On November 8, 2019, the EEOC issued a Notice of Dismissal and Right to Sue Letter. (ECF No. 11-1.) Plaintiff's original Complaint in this case was filed on January 7, 2020, and his Amended Complaint was filed on January 23, 2020. (ECF Nos. 1, 11.) According to the Bankruptcy Court's docket, Plaintiff did not file an Amended Schedule A/B or otherwise notify the Bankruptcy Court or Trustee that he had claims against Defendant or that he filed an EEOC Charge and lawsuit against Defendant in this case. See generally In re: Wilbert F. Middleton, No. 17-28932 (Bankr. W.D. Tenn.).
PROPOSED CONCLUSIONS OF LAW
I. Standard of Review for Failure to State a Claim
To determine whether Plaintiff's Complaint states a claim on which relief may be granted, the Court applies the standards under Federal Rule of Civil Procedure 12(b)(6), as articulated in Ashcroft v. Iqbal, 556 U.S. 662 (2009), and Bell Atlantic Corp. v. Twombly, 550
U.S. 544 (2007). “Federal Rule of Civil Procedure 8(a)(2) requires only a short and plain statement of the claim showing that the pleader is entitled to relief, in order to give the defendant fair notice of what the . . . claim is and the grounds upon which it rests.” Twombly, 550 U.S. at 555 (internal citations and quotations omitted). The court “construes the complaint in a light most favorable to [the] plaintiff” and “accepts all factual allegations as true” to determine whether they plausibly suggest an entitlement to relief. HDC, LLC v. City of Ann Arbor, 675 F.3d 608, 611 (6th Cir. 2012). Pleadings provide facial plausibility when they present “factual content that allows the court to draw the reasonable inference that the defendant is liable for the misconduct alleged.” Iqbal, 556 U.S. at 678. However, “pleadings that . . . are no more than conclusions[] are not entitled to the assumption of truth. While legal conclusions can provide the framework of a complaint, they must be supported by factual allegations.” Id. at 679; see also Twombly, 550 U.S. at 555 n.3 (“Rule 8(a)(2) still requires a ‘showing,' rather than a blanket assertion, of entitlement to relief. Without some factual allegation in the complaint, it is hard to see how a claimant could satisfy the requirement of providing not only ‘fair notice' of the nature of the claim, but also ‘grounds' on which the claim rests.”).

Set exercise A:
In the court excerpt, on what date was Plaintiff's Amended Complaint filed?
Set exercise B:
Rescale the records below: repeat every line, requests included, multiplying each coordinate in the answers by 2.6 and rounding to whole numbers, with halves rounded up. Leave the pictures out of your answer.

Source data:
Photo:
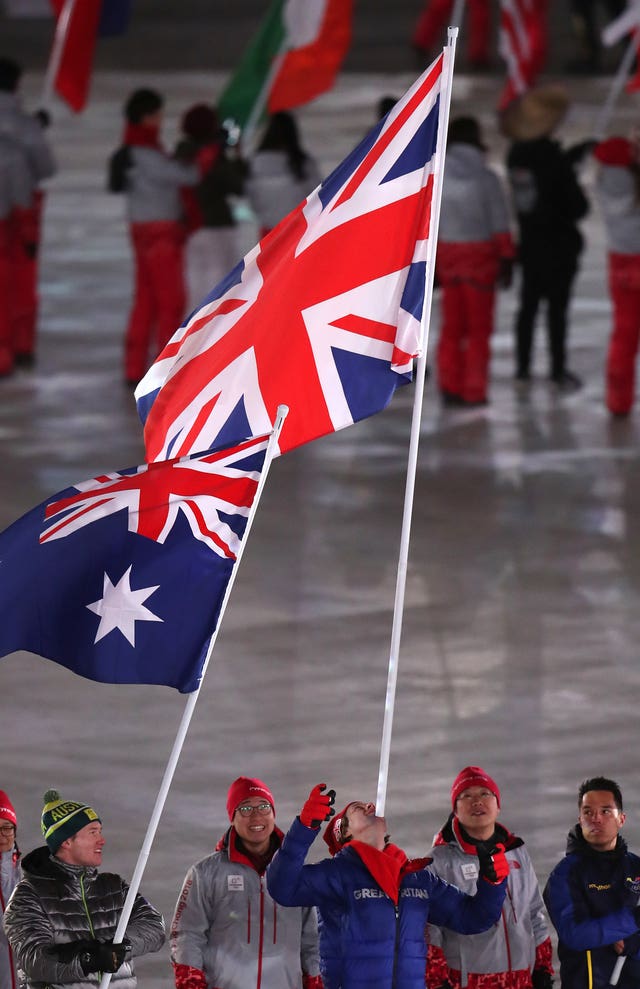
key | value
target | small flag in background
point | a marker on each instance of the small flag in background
(79, 22)
(294, 57)
(121, 578)
(324, 315)
(522, 43)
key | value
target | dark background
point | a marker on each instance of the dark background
(211, 34)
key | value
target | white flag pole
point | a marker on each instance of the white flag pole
(457, 13)
(617, 85)
(281, 415)
(396, 631)
(59, 38)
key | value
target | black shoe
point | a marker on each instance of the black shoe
(450, 398)
(567, 381)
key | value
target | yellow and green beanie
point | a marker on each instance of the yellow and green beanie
(61, 819)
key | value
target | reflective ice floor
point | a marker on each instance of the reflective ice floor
(520, 642)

Expected answer A:
January 23, 2020

Expected answer B:
Photo:
key | value
target | small flag in background
point | a marker on each instance of the small flag in background
(205, 57)
(764, 148)
(315, 1503)
(842, 819)
(1357, 112)
key | value
target | dark background
point | a marker on each instance of the dark background
(549, 88)
key | value
target | white flag pole
point | a marker on each instance of the white flag pole
(1188, 34)
(1604, 221)
(731, 1079)
(1030, 1641)
(153, 99)
key | value
target | black shoe
point | a marker on each instance of the black shoe
(1170, 1035)
(1474, 991)
key | value
target | yellow and green beanie
point | a marker on each instance of the yellow and green beanie
(159, 2129)
key | value
target | reflective ice floor
point | a marker on each instance of the reflective ice floor
(1352, 1669)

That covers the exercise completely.